- AIM OF THE TASK:
Rewrite every line of the material from the line with "pin: canopy tent roof" to the line with "(233, 87), (246, 127)", both ends included, multiplying each answer coordinate by 2.25 and rounding to a whole number, with halves rounded up. Leave all other text as it stands, including the numbers after "e.g.".

(Excerpts of bounding box data)
━━━━━━━━━━━━━━━━━━━━
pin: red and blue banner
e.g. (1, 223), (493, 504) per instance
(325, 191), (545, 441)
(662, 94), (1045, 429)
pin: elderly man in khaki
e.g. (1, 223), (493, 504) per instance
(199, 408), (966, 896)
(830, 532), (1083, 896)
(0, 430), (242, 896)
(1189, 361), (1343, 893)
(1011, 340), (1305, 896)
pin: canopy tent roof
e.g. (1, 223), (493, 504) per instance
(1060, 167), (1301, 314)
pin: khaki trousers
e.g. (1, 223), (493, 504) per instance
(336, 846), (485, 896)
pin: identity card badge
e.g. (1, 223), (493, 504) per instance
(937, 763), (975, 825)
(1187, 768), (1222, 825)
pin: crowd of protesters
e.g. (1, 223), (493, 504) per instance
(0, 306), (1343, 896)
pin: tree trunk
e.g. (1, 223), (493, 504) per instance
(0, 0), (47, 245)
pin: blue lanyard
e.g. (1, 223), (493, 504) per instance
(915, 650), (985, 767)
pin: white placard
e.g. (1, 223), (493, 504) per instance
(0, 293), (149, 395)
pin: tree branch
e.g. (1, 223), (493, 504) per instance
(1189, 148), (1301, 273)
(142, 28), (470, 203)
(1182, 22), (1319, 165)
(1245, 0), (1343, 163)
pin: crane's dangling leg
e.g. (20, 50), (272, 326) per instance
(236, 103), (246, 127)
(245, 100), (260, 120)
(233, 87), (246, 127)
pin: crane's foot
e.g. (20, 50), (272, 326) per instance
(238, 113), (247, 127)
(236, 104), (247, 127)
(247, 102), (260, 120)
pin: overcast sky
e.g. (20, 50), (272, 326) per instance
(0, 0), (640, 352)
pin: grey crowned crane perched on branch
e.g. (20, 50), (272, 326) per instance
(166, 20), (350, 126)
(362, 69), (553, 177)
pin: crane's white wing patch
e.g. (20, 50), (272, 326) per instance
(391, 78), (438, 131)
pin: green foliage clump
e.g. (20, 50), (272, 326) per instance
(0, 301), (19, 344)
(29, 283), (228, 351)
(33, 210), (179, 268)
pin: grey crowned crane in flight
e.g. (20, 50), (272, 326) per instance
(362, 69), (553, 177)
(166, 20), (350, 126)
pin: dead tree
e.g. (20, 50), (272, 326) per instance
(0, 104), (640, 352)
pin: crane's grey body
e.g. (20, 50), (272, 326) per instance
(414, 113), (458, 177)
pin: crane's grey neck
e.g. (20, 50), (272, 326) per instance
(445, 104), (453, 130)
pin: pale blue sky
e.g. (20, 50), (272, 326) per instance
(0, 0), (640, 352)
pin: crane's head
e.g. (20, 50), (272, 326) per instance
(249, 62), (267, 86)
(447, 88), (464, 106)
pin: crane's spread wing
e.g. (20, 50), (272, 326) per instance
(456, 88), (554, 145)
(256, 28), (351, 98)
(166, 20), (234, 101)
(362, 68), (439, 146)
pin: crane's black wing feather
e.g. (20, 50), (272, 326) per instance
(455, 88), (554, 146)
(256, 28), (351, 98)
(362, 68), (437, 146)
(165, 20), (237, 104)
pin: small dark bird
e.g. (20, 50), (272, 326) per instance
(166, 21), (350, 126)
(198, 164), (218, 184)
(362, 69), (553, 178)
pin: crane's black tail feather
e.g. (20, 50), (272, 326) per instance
━━━━━━━━━━━━━━━━━━━━
- WRITTEN SOLUTION:
pin: canopy tent roof
e.g. (1, 223), (493, 504) per instance
(2385, 376), (2927, 707)
pin: khaki trousers
e.g. (1, 223), (493, 504) per instance
(756, 1904), (1091, 2016)
pin: identity card badge
e.g. (1, 223), (493, 504) per instance
(2108, 1717), (2194, 1856)
(2671, 1728), (2750, 1856)
pin: crowd of protesters
e.g. (1, 223), (493, 504) per instance
(0, 689), (3022, 2016)
pin: tree trunk
e.g. (1, 223), (493, 504) per instance
(0, 0), (106, 551)
pin: blue lanyard
e.g. (1, 223), (493, 504) per instance
(2059, 1463), (2216, 1726)
pin: white placard
e.g. (1, 223), (493, 504) per instance
(0, 659), (335, 889)
pin: tree branch
e.g. (1, 223), (493, 504) per instance
(2675, 333), (2927, 614)
(320, 63), (1058, 457)
(2660, 50), (2968, 371)
(2801, 0), (3022, 367)
pin: crane's dangling leg
e.g. (20, 50), (272, 326) per instance
(531, 232), (554, 286)
(551, 225), (585, 270)
(524, 196), (554, 286)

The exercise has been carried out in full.